Source text:
Start of Block

This is using a different underlying engine for visualizing graphs. It is much more performant than the old system, but again, it's in an experimental phase. So, you can toggle between the two and get a feel for it. But I think you'll find that generally it is more performant for displaying larger and more complex graphs than the previous visualizer was. The last thing I'll mention is saving saved Cypher queries. You were always able to save queries in this left-hand panel, but now you can run a hotkey, right? In Mac it's Control+R and then F9, I believe, for Windows. For displaying a list of the previous Cypher queries you've ran, so that you can quickly go back to a command that you had done previously rather than saving and then pulling it from the left-hand side or scrolling down to see what calls you had done in the past. Those are things that they can help you move faster within the browser.

(14:33):

Shifting back to data importer, within data importer there's the UI component that has basically an upgraded Arrows and Arrows is used for data modeling. Alison, we had a, I think a great question regarding data modeling this month.

Alison (14:49):

We absolutely do. In our community. For those of you who haven't joined us, you can join us at community.neo4j.com. We get lots of questions where the folks here in developer relations will answer your questions for you as we move through. There was a great question, and it was a really simple question. What is the better data model creating more nodes or utilizing more properties? What it brought me to, I mean there was a longer discussion about it, but what it really points to, and those of you who have been working in Graph probably know this, but for those of you who are new, so much of the success and ease of your Graph project can really be brought back to the data model itself. If you're new to Graph and you're asking, what is a data model, Alison? Essentially, the data model is a blueprint.

End of Block

Entries supplied:

Start of Block

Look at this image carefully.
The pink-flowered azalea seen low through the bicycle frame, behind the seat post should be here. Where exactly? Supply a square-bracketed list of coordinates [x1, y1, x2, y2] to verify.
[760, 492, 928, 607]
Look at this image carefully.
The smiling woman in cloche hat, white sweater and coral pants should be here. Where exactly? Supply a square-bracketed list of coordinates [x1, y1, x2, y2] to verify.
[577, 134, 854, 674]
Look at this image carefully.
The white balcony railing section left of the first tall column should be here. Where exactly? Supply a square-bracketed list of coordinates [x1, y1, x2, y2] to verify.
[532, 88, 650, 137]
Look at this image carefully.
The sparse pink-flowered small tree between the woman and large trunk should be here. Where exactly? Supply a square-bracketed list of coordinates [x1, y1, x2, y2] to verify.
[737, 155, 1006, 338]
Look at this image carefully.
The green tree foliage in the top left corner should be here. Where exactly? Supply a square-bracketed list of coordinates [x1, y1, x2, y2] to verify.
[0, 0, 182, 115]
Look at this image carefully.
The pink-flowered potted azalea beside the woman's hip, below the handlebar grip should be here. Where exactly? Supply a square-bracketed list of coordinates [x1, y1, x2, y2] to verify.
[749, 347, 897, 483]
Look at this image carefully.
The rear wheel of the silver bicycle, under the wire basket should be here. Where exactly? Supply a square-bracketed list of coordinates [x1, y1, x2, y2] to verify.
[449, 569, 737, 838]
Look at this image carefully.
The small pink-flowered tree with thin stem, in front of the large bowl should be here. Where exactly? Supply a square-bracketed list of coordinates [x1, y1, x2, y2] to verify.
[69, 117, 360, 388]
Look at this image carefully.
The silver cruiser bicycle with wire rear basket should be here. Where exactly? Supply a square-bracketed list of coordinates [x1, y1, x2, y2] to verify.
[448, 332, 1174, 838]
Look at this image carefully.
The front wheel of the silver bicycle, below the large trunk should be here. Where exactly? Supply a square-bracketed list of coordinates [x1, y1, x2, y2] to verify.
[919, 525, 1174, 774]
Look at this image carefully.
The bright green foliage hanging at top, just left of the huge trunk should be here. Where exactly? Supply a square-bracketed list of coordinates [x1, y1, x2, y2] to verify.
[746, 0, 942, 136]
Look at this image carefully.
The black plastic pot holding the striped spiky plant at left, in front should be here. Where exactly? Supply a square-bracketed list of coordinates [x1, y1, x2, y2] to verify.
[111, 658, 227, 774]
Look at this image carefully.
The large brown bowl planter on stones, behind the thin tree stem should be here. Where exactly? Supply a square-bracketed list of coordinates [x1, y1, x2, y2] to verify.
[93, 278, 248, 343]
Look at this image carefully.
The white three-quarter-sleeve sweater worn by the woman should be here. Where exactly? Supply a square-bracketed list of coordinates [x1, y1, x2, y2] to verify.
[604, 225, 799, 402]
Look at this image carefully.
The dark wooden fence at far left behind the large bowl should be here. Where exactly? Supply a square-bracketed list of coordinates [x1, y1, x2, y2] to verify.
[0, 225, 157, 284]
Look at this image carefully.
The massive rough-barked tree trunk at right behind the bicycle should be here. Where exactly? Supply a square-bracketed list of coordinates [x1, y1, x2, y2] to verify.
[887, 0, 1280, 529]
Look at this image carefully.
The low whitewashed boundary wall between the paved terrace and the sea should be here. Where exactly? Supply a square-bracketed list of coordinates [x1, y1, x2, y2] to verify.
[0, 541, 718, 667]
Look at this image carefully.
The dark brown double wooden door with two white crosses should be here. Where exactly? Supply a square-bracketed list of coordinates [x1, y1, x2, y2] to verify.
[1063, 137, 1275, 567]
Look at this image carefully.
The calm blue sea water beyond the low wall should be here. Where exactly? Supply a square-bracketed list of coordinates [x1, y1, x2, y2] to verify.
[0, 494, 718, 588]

End of Block
Start of Block

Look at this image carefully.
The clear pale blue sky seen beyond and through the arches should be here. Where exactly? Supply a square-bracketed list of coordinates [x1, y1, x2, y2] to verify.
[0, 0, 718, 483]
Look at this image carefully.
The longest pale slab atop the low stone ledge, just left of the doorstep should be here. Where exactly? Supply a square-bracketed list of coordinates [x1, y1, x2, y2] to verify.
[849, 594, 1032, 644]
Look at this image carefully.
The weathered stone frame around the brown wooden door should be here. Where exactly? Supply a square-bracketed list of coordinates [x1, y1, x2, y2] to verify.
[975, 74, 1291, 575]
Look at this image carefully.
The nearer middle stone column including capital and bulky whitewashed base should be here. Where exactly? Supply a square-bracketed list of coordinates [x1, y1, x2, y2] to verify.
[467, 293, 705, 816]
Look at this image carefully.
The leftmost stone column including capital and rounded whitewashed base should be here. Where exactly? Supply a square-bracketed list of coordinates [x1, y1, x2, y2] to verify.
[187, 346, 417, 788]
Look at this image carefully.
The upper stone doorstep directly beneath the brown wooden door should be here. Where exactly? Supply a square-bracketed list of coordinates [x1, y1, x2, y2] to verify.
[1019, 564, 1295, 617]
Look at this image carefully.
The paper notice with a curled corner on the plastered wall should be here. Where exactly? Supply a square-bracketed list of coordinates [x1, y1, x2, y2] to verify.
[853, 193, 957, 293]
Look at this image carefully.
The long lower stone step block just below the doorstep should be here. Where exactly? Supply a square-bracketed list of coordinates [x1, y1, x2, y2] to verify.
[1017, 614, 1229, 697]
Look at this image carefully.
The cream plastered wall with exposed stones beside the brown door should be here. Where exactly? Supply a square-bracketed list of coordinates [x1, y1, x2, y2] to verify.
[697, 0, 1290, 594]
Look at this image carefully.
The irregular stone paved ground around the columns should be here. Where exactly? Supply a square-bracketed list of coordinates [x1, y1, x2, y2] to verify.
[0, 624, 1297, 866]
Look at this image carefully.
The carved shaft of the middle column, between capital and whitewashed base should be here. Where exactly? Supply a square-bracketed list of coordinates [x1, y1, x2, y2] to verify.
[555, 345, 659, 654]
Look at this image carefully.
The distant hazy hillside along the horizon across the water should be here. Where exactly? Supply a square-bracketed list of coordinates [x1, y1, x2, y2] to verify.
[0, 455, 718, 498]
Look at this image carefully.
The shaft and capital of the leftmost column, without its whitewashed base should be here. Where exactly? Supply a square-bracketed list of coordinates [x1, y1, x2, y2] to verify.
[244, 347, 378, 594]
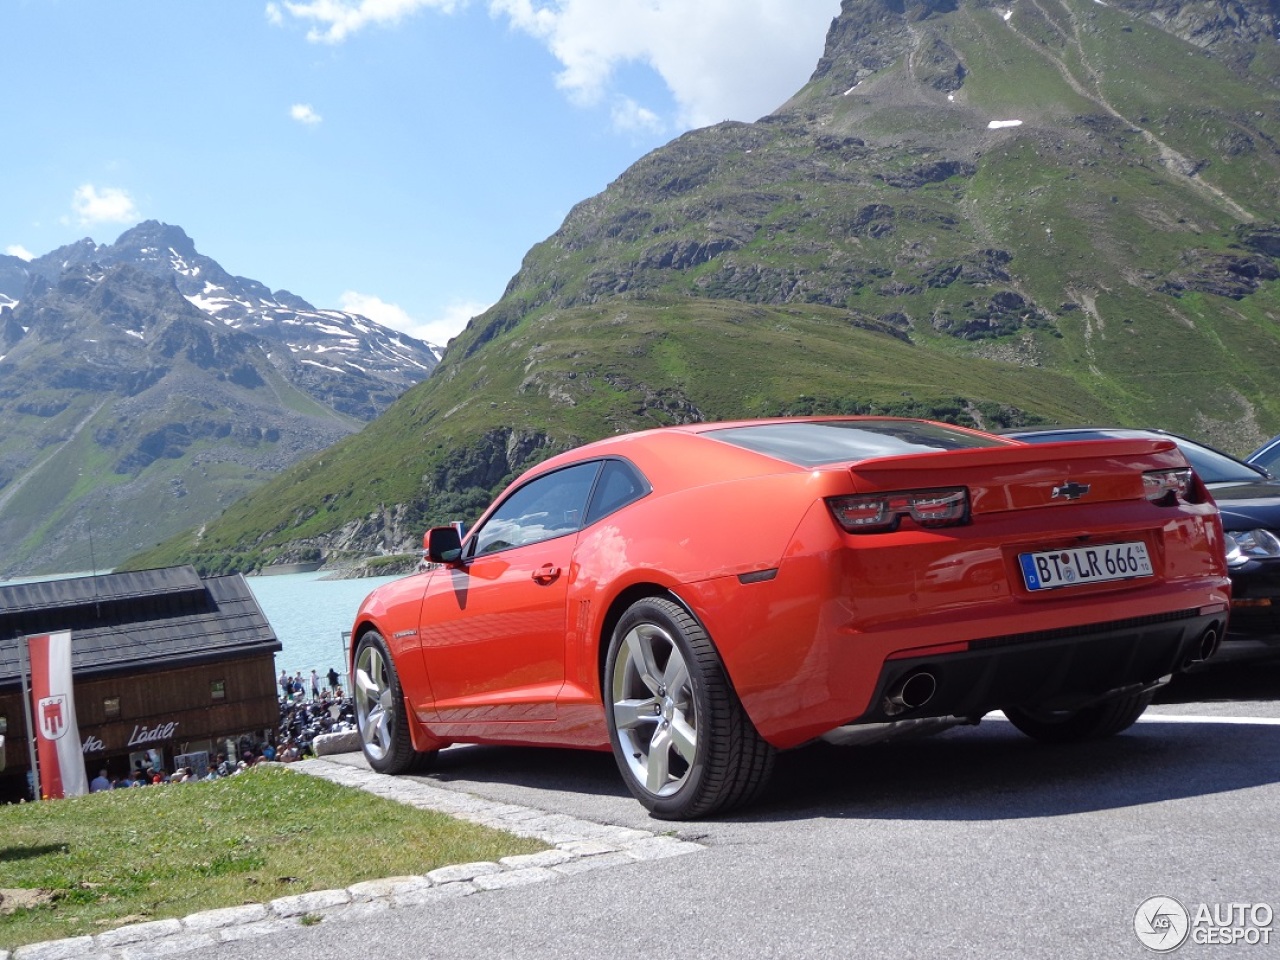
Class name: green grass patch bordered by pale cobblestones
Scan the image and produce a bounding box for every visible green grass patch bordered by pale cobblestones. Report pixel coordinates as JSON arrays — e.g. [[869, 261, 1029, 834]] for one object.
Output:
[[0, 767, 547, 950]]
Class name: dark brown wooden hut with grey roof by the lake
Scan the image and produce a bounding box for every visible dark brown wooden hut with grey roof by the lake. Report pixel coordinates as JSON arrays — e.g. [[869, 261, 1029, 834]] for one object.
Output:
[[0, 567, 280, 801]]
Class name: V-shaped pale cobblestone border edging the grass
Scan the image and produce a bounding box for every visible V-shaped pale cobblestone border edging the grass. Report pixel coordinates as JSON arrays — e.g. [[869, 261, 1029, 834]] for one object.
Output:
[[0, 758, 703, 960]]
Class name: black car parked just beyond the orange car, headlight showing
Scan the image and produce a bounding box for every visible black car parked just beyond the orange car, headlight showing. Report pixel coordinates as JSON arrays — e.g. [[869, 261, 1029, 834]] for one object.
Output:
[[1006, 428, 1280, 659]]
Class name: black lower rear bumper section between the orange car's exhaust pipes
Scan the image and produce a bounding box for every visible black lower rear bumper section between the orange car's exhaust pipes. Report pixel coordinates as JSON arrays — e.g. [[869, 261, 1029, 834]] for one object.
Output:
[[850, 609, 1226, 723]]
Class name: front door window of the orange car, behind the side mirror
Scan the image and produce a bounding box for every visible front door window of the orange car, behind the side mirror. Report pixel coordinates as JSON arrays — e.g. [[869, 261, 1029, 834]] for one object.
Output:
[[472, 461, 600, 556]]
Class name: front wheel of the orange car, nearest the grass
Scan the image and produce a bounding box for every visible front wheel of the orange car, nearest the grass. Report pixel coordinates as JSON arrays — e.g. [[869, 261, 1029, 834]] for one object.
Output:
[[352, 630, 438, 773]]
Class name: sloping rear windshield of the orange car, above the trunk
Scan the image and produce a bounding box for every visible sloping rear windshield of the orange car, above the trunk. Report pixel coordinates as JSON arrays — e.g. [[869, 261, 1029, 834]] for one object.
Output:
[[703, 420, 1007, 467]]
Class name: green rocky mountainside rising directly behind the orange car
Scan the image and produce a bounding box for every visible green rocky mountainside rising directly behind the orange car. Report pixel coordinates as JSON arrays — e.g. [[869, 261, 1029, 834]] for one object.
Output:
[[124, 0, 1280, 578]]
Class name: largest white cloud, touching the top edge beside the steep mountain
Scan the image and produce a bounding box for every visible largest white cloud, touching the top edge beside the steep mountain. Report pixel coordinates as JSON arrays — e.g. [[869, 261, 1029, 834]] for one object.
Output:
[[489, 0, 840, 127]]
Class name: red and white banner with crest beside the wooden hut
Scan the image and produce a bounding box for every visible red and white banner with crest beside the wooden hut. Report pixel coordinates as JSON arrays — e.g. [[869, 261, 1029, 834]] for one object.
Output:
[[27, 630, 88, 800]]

End of Block
Start of Block

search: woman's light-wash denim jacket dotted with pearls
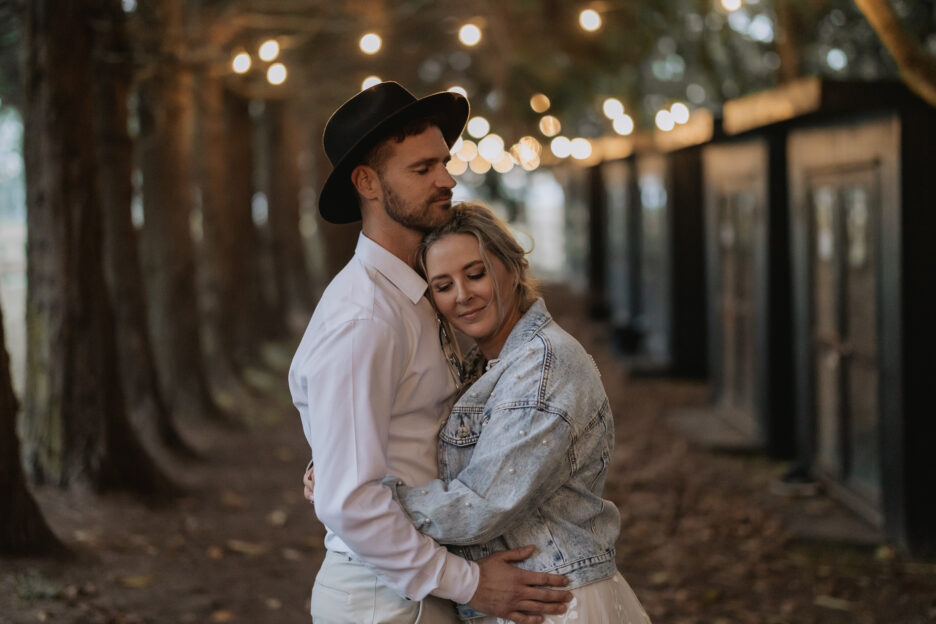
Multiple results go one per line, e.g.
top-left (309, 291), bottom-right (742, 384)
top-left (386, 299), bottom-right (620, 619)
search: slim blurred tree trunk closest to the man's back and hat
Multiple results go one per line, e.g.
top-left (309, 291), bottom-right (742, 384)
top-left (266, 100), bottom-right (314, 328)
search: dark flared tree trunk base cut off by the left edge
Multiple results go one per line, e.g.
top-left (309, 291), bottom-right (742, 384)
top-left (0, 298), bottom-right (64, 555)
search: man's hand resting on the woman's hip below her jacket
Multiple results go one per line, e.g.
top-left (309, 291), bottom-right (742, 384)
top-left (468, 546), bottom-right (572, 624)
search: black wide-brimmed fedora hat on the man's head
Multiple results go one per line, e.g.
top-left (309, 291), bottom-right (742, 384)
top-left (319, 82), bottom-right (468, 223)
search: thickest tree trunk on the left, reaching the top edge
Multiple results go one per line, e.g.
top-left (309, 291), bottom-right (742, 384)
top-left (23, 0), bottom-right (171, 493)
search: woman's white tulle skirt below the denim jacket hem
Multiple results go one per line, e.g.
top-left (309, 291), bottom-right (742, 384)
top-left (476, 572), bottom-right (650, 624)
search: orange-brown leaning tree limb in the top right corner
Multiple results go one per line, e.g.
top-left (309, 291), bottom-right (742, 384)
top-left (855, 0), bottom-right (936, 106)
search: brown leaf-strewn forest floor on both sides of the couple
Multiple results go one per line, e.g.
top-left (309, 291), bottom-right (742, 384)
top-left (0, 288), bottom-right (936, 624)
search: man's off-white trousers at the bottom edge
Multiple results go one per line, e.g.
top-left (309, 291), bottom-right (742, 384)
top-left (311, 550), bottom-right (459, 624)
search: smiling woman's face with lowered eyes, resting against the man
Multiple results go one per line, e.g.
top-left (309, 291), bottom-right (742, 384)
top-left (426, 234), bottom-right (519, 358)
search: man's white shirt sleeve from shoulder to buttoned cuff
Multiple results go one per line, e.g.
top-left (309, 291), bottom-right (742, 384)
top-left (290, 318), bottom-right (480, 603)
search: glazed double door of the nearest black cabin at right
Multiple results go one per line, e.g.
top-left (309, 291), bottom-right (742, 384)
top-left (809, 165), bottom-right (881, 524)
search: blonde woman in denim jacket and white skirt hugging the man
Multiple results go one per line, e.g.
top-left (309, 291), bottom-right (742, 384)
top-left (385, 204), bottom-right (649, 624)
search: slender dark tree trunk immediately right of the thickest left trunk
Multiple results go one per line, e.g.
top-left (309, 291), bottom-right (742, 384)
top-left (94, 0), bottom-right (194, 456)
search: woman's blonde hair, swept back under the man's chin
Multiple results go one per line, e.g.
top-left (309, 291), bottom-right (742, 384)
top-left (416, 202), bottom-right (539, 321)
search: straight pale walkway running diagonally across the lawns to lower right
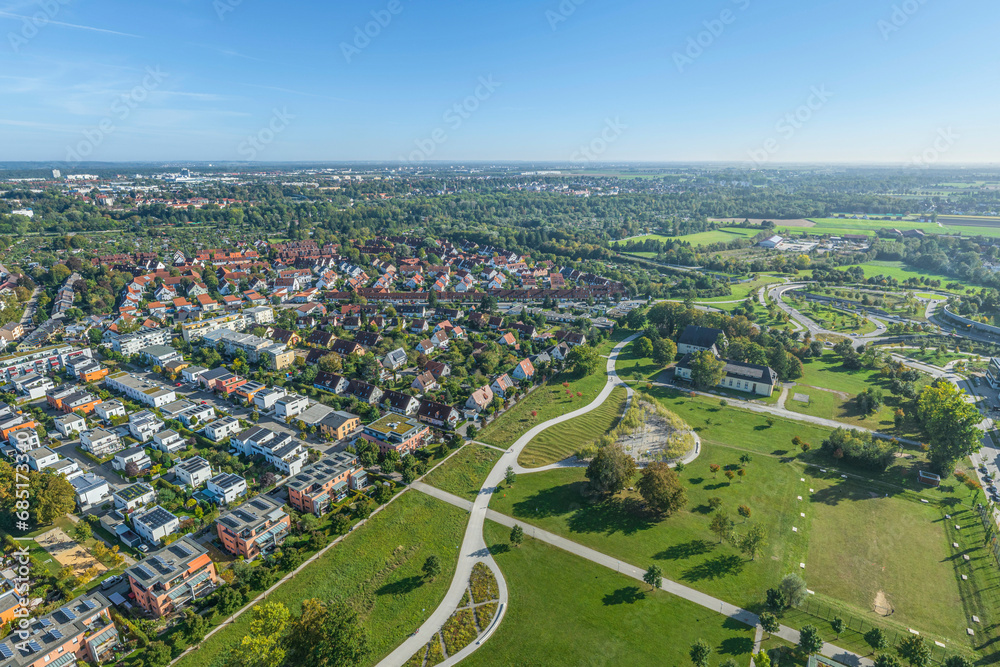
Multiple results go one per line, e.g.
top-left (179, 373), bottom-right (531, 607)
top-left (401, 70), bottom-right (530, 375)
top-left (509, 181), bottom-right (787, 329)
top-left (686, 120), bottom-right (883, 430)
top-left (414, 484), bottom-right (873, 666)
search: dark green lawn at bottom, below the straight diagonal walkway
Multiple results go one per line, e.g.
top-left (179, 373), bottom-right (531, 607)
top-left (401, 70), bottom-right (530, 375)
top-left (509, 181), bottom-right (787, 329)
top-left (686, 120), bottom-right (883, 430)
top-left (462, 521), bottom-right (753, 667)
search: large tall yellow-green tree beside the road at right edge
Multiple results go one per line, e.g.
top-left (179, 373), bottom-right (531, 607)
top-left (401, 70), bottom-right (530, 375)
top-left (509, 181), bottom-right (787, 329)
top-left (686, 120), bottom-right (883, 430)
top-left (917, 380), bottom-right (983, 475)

End of Block

Repeat the stretch of the Neo4j transcript from "Shifting back to" through "modeling this month.", word for word. The rows play no part in this work.

Shifting back to data importer, within data importer there's the UI component that has basically an upgraded Arrows and Arrows is used for data modeling. Alison, we had a, I think a great question regarding data modeling this month.